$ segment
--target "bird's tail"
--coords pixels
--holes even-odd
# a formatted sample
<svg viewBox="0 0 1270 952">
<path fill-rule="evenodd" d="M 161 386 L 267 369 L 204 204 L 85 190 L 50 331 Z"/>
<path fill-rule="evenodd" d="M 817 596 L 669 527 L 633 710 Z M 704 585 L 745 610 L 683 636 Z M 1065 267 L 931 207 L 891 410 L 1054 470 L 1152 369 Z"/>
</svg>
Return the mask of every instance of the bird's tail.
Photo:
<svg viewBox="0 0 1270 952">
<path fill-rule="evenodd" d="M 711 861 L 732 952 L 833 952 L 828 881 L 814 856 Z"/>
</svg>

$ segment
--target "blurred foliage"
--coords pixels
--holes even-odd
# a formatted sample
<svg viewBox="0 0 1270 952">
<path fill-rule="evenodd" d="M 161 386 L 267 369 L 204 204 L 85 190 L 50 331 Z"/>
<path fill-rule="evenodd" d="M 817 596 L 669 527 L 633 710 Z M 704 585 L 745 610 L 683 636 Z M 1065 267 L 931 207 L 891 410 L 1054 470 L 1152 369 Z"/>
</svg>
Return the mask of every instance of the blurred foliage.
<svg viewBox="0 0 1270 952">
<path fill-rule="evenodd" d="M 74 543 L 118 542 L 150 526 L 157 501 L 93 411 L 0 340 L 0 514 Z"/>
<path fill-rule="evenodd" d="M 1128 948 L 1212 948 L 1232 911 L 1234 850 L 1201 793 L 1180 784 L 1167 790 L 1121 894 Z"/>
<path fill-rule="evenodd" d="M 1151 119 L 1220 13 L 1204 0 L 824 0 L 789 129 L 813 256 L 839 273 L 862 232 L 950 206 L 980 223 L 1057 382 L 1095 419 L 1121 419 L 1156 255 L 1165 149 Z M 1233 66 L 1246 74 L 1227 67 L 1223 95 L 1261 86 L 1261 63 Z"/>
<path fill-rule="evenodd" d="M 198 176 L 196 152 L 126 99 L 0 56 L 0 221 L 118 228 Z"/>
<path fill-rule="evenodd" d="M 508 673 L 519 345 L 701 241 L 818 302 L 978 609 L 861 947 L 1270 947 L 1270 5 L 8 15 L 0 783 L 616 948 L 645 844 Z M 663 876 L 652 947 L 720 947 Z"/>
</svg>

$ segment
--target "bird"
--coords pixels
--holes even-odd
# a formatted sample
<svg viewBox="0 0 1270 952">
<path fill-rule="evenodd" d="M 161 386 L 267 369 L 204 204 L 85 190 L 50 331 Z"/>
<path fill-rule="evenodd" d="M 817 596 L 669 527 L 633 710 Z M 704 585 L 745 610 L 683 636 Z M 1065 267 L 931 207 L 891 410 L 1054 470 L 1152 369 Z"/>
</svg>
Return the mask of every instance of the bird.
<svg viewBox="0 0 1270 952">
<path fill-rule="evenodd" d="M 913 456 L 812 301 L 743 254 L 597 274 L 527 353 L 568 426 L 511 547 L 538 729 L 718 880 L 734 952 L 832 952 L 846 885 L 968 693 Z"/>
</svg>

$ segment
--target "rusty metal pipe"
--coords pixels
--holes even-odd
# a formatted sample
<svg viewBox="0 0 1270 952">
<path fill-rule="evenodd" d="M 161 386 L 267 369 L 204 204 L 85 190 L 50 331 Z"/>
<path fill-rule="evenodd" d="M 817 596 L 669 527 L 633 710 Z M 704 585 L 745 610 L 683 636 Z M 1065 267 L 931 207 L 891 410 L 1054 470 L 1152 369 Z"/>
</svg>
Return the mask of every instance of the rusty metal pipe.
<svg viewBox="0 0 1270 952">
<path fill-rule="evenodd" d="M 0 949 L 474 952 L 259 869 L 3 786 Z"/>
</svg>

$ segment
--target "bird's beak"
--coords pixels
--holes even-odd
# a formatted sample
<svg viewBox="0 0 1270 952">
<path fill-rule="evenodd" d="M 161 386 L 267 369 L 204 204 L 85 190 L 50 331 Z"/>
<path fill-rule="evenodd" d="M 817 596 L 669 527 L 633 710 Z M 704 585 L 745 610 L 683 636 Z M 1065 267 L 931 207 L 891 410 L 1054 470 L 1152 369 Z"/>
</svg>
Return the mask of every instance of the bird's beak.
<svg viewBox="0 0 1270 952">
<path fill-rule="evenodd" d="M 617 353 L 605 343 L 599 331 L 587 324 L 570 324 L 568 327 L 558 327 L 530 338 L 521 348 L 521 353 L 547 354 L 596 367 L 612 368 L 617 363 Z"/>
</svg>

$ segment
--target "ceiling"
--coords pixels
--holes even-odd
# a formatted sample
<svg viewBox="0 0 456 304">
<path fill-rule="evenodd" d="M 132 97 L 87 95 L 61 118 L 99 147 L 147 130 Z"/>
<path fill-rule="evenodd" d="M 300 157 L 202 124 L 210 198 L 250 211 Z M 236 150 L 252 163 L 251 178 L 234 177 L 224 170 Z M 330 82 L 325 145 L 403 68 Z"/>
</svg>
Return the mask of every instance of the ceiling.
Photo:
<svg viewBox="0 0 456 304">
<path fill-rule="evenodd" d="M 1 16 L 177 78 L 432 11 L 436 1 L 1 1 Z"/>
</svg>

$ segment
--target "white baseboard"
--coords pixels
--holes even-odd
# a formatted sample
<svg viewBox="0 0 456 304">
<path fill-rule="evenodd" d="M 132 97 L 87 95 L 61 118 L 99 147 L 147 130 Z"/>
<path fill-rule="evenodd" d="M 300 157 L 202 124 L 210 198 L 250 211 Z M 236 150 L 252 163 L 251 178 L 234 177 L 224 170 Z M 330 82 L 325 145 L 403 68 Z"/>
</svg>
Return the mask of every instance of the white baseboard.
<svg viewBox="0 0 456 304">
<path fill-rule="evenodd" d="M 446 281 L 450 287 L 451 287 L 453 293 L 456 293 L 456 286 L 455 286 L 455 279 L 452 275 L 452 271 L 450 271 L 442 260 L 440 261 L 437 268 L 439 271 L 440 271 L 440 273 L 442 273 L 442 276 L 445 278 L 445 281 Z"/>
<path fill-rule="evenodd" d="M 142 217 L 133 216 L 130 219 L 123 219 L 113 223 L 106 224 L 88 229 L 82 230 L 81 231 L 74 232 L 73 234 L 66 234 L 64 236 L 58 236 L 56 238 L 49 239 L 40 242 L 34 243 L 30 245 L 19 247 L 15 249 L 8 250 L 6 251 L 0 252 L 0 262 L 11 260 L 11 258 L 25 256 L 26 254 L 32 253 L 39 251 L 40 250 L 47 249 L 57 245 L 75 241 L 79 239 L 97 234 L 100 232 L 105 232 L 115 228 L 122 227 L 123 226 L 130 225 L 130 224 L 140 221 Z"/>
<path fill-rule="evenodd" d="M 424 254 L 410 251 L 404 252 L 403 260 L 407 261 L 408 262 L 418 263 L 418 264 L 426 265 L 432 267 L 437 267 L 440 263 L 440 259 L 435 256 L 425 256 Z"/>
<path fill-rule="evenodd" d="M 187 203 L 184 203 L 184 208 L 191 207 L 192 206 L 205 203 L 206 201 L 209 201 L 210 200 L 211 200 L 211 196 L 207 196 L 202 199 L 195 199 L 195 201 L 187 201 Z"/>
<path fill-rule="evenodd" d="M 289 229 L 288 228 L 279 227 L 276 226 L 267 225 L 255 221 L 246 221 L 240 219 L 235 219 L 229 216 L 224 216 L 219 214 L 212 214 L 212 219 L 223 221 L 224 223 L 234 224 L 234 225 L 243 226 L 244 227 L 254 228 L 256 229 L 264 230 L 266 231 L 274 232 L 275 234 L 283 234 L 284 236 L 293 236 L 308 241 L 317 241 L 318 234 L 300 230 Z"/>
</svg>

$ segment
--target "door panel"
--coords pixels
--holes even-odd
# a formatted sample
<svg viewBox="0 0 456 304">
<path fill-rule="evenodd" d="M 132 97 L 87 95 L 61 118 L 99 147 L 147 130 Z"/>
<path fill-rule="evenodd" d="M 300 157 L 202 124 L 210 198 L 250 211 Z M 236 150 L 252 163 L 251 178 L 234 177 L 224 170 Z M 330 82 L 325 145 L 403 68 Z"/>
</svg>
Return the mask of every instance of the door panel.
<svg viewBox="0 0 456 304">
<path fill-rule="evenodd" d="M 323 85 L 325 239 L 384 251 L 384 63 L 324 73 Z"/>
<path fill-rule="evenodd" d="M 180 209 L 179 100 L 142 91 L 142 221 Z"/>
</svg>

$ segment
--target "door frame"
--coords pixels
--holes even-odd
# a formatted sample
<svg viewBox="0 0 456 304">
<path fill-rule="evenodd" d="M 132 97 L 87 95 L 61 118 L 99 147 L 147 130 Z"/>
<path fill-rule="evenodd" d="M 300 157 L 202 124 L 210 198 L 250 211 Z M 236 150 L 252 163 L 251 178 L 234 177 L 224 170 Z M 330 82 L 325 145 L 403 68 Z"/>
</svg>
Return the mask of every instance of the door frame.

*DIRECTIVE*.
How many lines in the items above contain the string "target"? Give only the count.

*COMPLETED TASK*.
9